Además, el presidente George Bush padre y su secretario de Estado James Baker jugaron muy bien una baza que surgió del colapso soviético: la emigración de más de un millón de judíos a Israel, para lo que fue necesaria una ayuda de 10.000 millones de dólares que Bush y Baker condicionaron a la participación de Israel en las conversaciones con los palestinos.
"No era un secreto que (el primer ministro) Yitzhak Shamir no quería ceder ni un ápice. Dijo: ‘Negociaré durante diez años sin llegar a ningún lado e inundaré los territorios (ocupados) de colonos'", recuerda Nabil Shaaz.
Ese interés inicial de Estados Unidos coincidió con una fuerte presión exterior e interior que forzó a Israel a sentarse en la mesa. Desgraciadamente, en las dos décadas últimas la administración de Washington ha adoptado una actitud de consentimiento que ha conducido al punto donde nos encontramos, con casi 600.000 colonos en toda Cisjordania. Con otras palabras, sin presión no hay progreso, pero sí retroceso.
"El clima general positivo desapareció con Rabin, y desde entonces las violaciones de los acuerdos de Oslo han sido continuas ante el silencio de la comunidad internacional. Israel no cree que Cisjordania está ocupada, cree que Jerusalén es la capital eterna de Israel y no cree en las fronteras de 1967. Si el gobierno de Binyamin Netanyahu se mantiene, no habrá ninguna posibilidad de lograr la paz", dice Shaaz.
En los acuerdos de Oslo se preveía que ninguna de las dos partes llevaría a cabo cambios sobre el terreno que prejuzgaran la situación, pero Israel siguió construyendo y construyendo sin descanso de la misma manera que lo sigue haciendo hoy, algo que imposibilita en la práctica la creación de un estado palestino.

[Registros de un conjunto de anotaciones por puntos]
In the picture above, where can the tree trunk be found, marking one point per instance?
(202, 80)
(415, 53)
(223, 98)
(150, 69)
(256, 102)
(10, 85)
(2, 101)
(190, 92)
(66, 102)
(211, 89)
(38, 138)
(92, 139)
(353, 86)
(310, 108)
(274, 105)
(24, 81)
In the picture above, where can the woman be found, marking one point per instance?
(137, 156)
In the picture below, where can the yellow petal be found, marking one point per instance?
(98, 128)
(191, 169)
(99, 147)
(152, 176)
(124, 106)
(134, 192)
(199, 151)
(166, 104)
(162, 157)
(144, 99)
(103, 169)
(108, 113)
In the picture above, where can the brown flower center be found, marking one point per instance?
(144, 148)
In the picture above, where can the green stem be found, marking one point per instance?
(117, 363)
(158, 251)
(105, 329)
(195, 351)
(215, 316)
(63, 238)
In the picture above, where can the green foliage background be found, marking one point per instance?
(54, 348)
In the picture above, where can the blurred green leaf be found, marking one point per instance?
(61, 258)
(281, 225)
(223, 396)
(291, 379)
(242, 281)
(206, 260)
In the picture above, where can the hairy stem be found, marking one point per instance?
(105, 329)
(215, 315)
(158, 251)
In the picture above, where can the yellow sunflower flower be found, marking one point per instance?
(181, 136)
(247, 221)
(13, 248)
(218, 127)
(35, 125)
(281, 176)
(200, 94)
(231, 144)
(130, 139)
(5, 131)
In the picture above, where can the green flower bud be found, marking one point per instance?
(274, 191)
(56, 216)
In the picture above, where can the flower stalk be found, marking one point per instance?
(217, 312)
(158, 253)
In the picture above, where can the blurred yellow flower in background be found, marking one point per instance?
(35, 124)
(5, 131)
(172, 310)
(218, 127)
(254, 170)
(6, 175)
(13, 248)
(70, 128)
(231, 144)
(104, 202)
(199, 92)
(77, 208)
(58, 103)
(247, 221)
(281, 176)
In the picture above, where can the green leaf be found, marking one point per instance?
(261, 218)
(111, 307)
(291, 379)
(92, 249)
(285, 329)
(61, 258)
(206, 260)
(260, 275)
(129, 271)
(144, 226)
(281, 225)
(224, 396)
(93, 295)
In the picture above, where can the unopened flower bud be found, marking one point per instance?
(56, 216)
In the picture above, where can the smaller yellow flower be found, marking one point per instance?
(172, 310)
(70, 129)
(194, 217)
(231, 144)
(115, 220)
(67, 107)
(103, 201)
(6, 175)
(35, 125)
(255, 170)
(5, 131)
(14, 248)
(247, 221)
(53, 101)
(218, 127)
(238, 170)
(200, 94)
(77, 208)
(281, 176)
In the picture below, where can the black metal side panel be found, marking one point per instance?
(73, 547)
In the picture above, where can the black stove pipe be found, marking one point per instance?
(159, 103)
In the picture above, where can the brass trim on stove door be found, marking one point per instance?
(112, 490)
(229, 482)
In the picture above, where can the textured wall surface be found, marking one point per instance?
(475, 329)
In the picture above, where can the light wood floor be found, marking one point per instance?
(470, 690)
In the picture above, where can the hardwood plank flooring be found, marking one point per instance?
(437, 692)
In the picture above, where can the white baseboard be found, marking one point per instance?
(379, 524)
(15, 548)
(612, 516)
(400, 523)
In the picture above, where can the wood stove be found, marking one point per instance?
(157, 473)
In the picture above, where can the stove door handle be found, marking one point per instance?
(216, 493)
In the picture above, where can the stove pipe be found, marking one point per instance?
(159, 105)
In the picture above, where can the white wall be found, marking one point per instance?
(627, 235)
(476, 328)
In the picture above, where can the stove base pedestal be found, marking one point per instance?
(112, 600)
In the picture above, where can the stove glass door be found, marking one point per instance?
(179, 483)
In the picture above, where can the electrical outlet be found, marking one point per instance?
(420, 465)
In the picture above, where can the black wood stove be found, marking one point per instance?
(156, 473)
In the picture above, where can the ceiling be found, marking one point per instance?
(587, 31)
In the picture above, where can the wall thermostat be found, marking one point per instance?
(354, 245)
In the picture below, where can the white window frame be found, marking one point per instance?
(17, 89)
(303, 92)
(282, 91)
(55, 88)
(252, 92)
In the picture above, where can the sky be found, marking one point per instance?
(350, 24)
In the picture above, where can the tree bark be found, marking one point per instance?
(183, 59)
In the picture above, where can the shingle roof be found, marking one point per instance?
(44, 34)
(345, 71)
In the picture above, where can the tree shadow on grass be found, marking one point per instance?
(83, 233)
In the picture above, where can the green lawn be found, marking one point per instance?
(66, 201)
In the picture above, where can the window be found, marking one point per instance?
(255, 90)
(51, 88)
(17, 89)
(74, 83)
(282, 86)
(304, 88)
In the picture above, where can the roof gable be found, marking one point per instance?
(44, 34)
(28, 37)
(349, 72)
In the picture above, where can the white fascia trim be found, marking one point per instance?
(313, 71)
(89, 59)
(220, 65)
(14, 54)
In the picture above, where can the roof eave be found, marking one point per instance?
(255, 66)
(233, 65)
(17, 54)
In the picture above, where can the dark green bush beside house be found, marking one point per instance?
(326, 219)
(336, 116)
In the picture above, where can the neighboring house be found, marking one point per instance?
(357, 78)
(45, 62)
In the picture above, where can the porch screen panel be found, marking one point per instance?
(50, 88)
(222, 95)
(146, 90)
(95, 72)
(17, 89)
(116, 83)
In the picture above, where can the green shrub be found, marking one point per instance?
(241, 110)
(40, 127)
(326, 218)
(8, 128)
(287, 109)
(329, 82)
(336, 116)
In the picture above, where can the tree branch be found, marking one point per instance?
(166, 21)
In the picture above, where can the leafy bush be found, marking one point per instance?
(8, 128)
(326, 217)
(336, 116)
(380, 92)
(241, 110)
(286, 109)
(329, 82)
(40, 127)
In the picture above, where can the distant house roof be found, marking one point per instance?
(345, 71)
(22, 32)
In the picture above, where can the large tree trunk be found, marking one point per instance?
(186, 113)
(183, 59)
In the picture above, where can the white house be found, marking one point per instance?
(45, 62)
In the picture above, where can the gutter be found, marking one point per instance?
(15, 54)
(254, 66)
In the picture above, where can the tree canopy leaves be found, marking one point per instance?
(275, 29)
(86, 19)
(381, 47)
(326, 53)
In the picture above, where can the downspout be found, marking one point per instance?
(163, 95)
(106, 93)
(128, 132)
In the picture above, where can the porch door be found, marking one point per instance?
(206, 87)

** EJERCICIO PROPUESTO 1 **
Presenta en una tabla Markdown el tramo del listado que va desde la línea que contiene "In the picture above, where can the green shrub" hasta el final del listado, con ambos extremos incluidos. Usa las columnas Fila, con el número de fila, y Línea, con el texto de cada línea, y omite las líneas en blanco.
** EJERCICIO PROPUESTO 2 **
Prosigue el fragmento sobre las negociaciones de paz entre Israel y los palestinos a partir de su última oración.

** RESPUESTA 1 **
| Fila | Línea |
|---|---|
| 1 | In the picture above, where can the green shrub be found, marking one point per instance? |
| 2 | (241, 110) |
| 3 | (40, 127) |
| 4 | (326, 218) |
| 5 | (8, 128) |
| 6 | (287, 109) |
| 7 | (329, 82) |
| 8 | (336, 116) |
| 9 | In the picture above, where can the tree branch be found, marking one point per instance? |
| 10 | (166, 21) |
| 11 | In the picture above, where can the leafy bush be found, marking one point per instance? |
| 12 | (8, 128) |
| 13 | (326, 217) |
| 14 | (336, 116) |
| 15 | (380, 92) |
| 16 | (241, 110) |
| 17 | (286, 109) |
| 18 | (329, 82) |
| 19 | (40, 127) |
| 20 | In the picture above, where can the distant house roof be found, marking one point per instance? |
| 21 | (345, 71) |
| 22 | (22, 32) |
| 23 | In the picture above, where can the large tree trunk be found, marking one point per instance? |
| 24 | (186, 113) |
| 25 | (183, 59) |
| 26 | In the picture above, where can the white house be found, marking one point per instance? |
| 27 | (45, 62) |
| 28 | In the picture above, where can the gutter be found, marking one point per instance? |
| 29 | (15, 54) |
| 30 | (254, 66) |
| 31 | In the picture above, where can the tree canopy leaves be found, marking one point per instance? |
| 32 | (275, 29) |
| 33 | (86, 19) |
| 34 | (381, 47) |
| 35 | (326, 53) |
| 36 | In the picture above, where can the downspout be found, marking one point per instance? |
| 37 | (163, 95) |
| 38 | (106, 93) |
| 39 | (128, 132) |
| 40 | In the picture above, where can the porch door be found, marking one point per instance? |
| 41 | (206, 87) |

** RESPUESTA 2 **
"La carta de garantías que nos dio Baker decía que Estados Unidos no permitiría la violación de los acuerdos, pero en cuanto se cambió la administración la carta se convirtió en papel mojado", dice Shaaz. "Yo mismo me encargué de negociar la cuestión de los refugiados. Se acordó que una parte de los de 1967 volverían a sus casas durante el periodo interino, pero el acuerdo nunca se aplicó".
"Cuando Yigal Amir mató a Rabin (en Tel Aviv en noviembre de 1995), Arafat me dijo: ‘Nabil, el proceso de paz se ha acabado'". Y así fue, efectivamente. En los pocos meses de transición que gobernó Shimon Peres ya comenzó a desmoronarse todo. Enseguida llegó Netanyahu, en el verano de 1996, y la ruptura con Oslo se fue haciendo más y más evidente hasta que todo se precipitó.
Para Nabil Shaaz, la principal lección de Oslo es la siguiente: "No tiene que haber una negociación bilateral (que es lo que se está haciendo ahora por enésima vez), sino una implicación decidida de la comunidad internacional, así como la creación de un mecanismo de arbitraje en el caso de que las partes no nos pongamos de acuerdo"
Sin duda esas condiciones allanarían el camino de la paz, pero es evidente que Israel nunca aceptaría la 'intromisión' internacional ni un arbitraje independiente, por lo que es fácil pronosticar un nuevo fracaso. "Además", añade Shaaz, "no deberíamos dejar nada para el futuro, es decir llegar a acuerdos interinos, que ya se han revelado inútiles".